■ **SET PROBLEM**
Reproduce verbatim the part of the items that opens with the line containing "the balcony, that" and closes with the line containing "M116 45L113 42L114", with both of those lines included.

-- Start of DATASET RECORDS --

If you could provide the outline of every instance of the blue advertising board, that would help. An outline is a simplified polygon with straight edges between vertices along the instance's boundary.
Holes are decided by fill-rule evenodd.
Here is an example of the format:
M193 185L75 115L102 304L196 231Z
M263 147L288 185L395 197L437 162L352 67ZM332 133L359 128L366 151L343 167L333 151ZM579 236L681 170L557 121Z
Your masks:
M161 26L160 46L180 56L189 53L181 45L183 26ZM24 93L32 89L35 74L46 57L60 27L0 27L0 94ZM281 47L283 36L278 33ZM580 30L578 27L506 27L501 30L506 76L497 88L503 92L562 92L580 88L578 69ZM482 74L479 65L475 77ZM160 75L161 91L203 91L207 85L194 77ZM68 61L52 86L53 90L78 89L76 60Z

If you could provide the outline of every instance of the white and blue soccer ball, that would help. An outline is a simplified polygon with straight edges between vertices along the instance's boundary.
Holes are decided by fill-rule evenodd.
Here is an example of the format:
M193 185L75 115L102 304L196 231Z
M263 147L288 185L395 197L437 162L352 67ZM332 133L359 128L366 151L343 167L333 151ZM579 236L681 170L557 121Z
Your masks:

-- End of DATASET RECORDS --
-- Start of DATASET RECORDS --

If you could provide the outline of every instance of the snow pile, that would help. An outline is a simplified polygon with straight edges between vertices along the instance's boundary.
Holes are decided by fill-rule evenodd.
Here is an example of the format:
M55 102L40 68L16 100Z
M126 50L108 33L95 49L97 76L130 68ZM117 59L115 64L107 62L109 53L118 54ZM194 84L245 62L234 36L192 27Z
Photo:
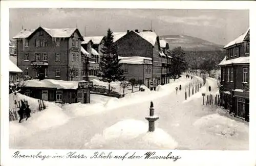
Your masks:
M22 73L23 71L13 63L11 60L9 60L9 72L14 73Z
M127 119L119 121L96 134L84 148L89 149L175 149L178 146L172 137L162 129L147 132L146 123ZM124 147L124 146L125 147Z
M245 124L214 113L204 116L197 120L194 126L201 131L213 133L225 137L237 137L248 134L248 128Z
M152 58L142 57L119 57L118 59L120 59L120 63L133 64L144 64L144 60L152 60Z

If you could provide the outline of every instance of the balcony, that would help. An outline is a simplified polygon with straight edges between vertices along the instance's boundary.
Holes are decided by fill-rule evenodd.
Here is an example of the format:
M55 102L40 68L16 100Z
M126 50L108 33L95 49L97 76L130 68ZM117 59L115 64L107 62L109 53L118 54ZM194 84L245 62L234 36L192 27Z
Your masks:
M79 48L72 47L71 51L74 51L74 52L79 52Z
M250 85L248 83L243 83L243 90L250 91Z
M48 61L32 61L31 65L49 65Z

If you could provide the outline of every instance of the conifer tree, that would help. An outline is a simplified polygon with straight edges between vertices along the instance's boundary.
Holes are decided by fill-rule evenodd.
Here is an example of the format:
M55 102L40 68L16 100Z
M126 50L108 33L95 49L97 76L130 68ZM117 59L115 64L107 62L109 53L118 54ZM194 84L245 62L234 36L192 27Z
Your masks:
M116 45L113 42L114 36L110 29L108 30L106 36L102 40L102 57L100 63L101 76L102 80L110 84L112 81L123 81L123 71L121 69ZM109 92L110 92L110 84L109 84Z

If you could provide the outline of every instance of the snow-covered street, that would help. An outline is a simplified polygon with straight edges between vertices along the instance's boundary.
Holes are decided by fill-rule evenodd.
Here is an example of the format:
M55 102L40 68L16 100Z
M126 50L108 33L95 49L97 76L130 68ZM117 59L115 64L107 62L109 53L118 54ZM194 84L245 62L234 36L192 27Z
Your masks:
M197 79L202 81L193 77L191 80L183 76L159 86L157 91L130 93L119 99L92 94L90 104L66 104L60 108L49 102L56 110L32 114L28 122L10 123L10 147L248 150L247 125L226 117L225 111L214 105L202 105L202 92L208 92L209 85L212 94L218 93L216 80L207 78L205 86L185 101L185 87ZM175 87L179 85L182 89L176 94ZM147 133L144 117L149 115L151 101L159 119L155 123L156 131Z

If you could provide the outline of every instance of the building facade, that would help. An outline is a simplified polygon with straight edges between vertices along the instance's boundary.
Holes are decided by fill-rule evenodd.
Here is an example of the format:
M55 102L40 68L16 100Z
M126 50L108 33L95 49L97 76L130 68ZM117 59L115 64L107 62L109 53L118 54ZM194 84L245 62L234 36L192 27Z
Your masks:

-- End of DATASET RECORDS --

■ **TASK SOLUTION**
If you could provide the outline of every instance of the balcony, that would help. An outline is a simplified polygon with straight edges between vertices along the instance's boundary.
Holes are decided by fill-rule evenodd.
Here is an example of the format:
M55 102L40 68L16 100Z
M126 50L108 33L95 49L97 76L130 68ZM117 59L115 64L107 62L109 53L118 54ZM194 84L245 62L234 36L192 27Z
Your masks:
M79 48L72 47L71 51L74 51L74 52L79 52Z
M250 85L248 83L243 83L243 90L250 91Z
M48 61L32 61L31 65L49 65Z

If you could provide the outline of every instance of the conifer tree, that would help. An outline is a simplified polygon with straight edges between vertices along the instance's boundary.
Holes are decided by fill-rule evenodd.
Here is an example of the format:
M55 102L40 68L16 100Z
M126 50L108 33L95 49L97 76L130 68ZM117 59L115 64L107 62L109 53L118 54ZM194 84L245 62L234 36L192 27Z
Your masks:
M116 45L113 42L114 36L110 29L108 30L106 36L102 40L102 57L100 63L101 76L102 80L110 84L112 81L123 81L123 71L121 69ZM109 92L110 92L110 84L109 84Z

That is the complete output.